_Using the information_
1. From the text on liminal space, extract the passage between "The word comes" and "way of being.", inclusive, and copy it word for word.
2. Summarize the text on liminal space in two sentences.
3. In the text on liminal space, rewrite the paragraph beginning "The word comes from the Latin limen" more briefly, keeping its main facts.

Segment Start: Text segment

In between
An exploration of liminal space
There’s a moment most of us have lived — where something has already ended, but what comes next hasn’t taken shape yet.
Maybe it was leaving a job you’d outgrown, or a relationship that no longer fit, or a version of yourself you’d quietly carried past its time. The old way was behind you. The new one not quite visible yet. And in the middle — that strange, suspended place — you weren’t quite sure who you were anymore.
That place has a name. It’s called liminal space.
The word comes from the Latin limen — threshold. The moment a person sees the end of one state of being but hasn’t yet arrived at the next. Student to worker. Partner to parent. Wife to widow. Healthy to ill. Employee to self-employed. Worker to retiree. Stranger to local. Coder to overseer. Progress is a harbinger of transitions that challenge our perspectives and way of being.
Imagine you are moving, and you are in the process of deciding what to take with you.
Maybe you have a destination you’re excited about. Maybe you don’t yet. You find yourself looking at things you’ve amassed over the years — some you’ll want to keep, some you’ve outgrown, some you’re not sure about yet. When you can be in this confusing space between identities, without trying to pick a side or find a fix, what emerges can be very powerful.

Segment End: Text segment
Segment Start: Data records

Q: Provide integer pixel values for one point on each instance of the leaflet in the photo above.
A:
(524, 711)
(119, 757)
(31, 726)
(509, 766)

Segment End: Data records

_Responses_
1.
The word comes from the Latin limen — threshold. The moment a person sees the end of one state of being but hasn’t yet arrived at the next. Student to worker. Partner to parent. Wife to widow. Healthy to ill. Employee to self-employed. Worker to retiree. Stranger to local. Coder to overseer. Progress is a harbinger of transitions that challenge our perspectives and way of being.

2. Liminal space, named from the Latin limen, or threshold, is the suspended place where one state of being has ended but the next has not yet taken shape, as in moving from student to worker or from partner to parent. Staying in that confusing space between identities without picking a side or looking for a fix can let something very powerful emerge.

3. Liminal comes from the Latin limen, meaning threshold: the point where a person sees one state of being ending but has not reached the next. Examples include student to worker, wife to widow, healthy to ill, worker to retiree and coder to overseer. Progress brings transitions that challenge our perspectives and way of being.